Here's some dubious best of 1999 awards: "Putting a Period on a Dot-Com Year. THE stock market was the story in 1999.

The Nasdaq composite roared, largely on the strength of technology
stocks. Initial public offerings soared, especially those of money-losing
Internet companies. Investors rewrote the rules of how to make money in
stocks. No revenues? No earnings? No problem!

And so it is time again for the Augustus Melmotte Memorial Prizes,
named for the scoundrel of questionable lineage at the center of "The
Way We Live Now," by Anthony Trollope. Melmotte's stock
manipulation scheme lured some of London's most established families,
and the awards go to some of the most alluring men and women of
business for various feats and foibles in the last year of the century.

THE MR. AMBIDEXTROUS AWARD

To Alan Greenspan, chairman of the Federal Reserve Board. Halfway
through the year, he began to raise interest rates, hoping to brake the
economy before it reached inflation's gate. Then, to forestall Year 2000
problems, he flooded the nation's banking system with money, canceling
out the slowdown that he hoped to create with his three rate increases.

THE "WHERE IS MIKE MILKEN WHEN I NEED HIM?"
AWARD

To Ronald O. Perelman, chairman of Revlon. Struggling under a
crushing debt load, Mr. Perelman put Revlon on the block. Yet he found
no one willing to pay his asking price for the company. It's a shame that
Mr. Milken can no longer bail him out with a sure-to-sell-out junk bond
offering.

THE HEDGING HER BETS AWARD

To Jill E. Barad, the beleaguered chairman and chief executive of Mattel
Inc. Her job is on the line, thanks to a stream of earnings disappointments
and the botched $3.8 billion acquisition of the Learning Company in
May, which resulted in $105 million in losses four months later. Despite
the problems, Ms. Barad announced in November that she had recently
bought 65,000 shares of Mattel stock at about $13.75 each. While some
investors saw the buys as a sign of her confidence that the stock had
bottomed, others surmised that Ms. Barad was simply hedging. If she
managed to cling to her job, she would retain her over-the-top
compensation ($4.75 million in 1998). But if Mattel's board were to
bounce her, the company's stock would no doubt jump, making her
newly bought shares worth much more than she paid for them.

THE INGENUITY IN ACCOUNTING AWARD

To Donald J. Trump, real estate developer, would-be president of the
United States and chairman of Trump Hotels and Casino Resorts. In
announcing its third-quarter results on Oct. 25, the company said its net
income had more than doubled from the corresponding quarter a year
earlier. The stock rose more than 8 percent on the news.

### ACTIONS TO TAKE
1) Answer these questions from the awards article:
(a) Which novel contains the character the prizes are named for?
(b) How many shares of Mattel stock did Jill E. Barad announce she had bought?
(c) How much did the stock of Trump Hotels and Casino Resorts rise after the third-quarter results?
2) Retype the awards article word for word, starting with "The Nasdaq composite" and going on through "of the century.".
Nothing in the material after this point is needed.

### DATA SUPPLIED
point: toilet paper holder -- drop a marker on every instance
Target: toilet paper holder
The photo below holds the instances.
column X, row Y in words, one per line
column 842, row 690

* * *

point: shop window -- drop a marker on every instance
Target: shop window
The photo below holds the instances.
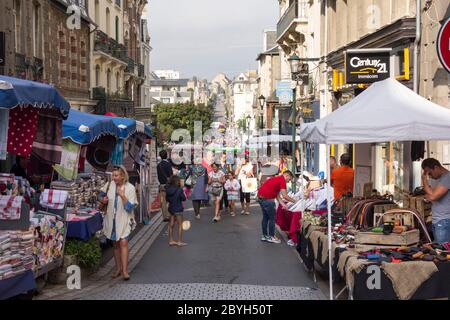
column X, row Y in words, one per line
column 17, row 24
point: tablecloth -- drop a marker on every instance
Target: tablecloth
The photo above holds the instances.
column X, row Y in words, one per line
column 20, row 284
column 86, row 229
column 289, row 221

### SOLVED TASKS
1)
(a) "The Way We Live Now," by Anthony Trollope.
(b) 65,000 shares.
(c) More than 8 percent.

2)
The Nasdaq composite roared, largely on the strength of technology
stocks. Initial public offerings soared, especially those of money-losing
Internet companies. Investors rewrote the rules of how to make money in
stocks. No revenues? No earnings? No problem!

And so it is time again for the Augustus Melmotte Memorial Prizes,
named for the scoundrel of questionable lineage at the center of "The
Way We Live Now," by Anthony Trollope. Melmotte's stock
manipulation scheme lured some of London's most established families,
and the awards go to some of the most alluring men and women of
business for various feats and foibles in the last year of the century.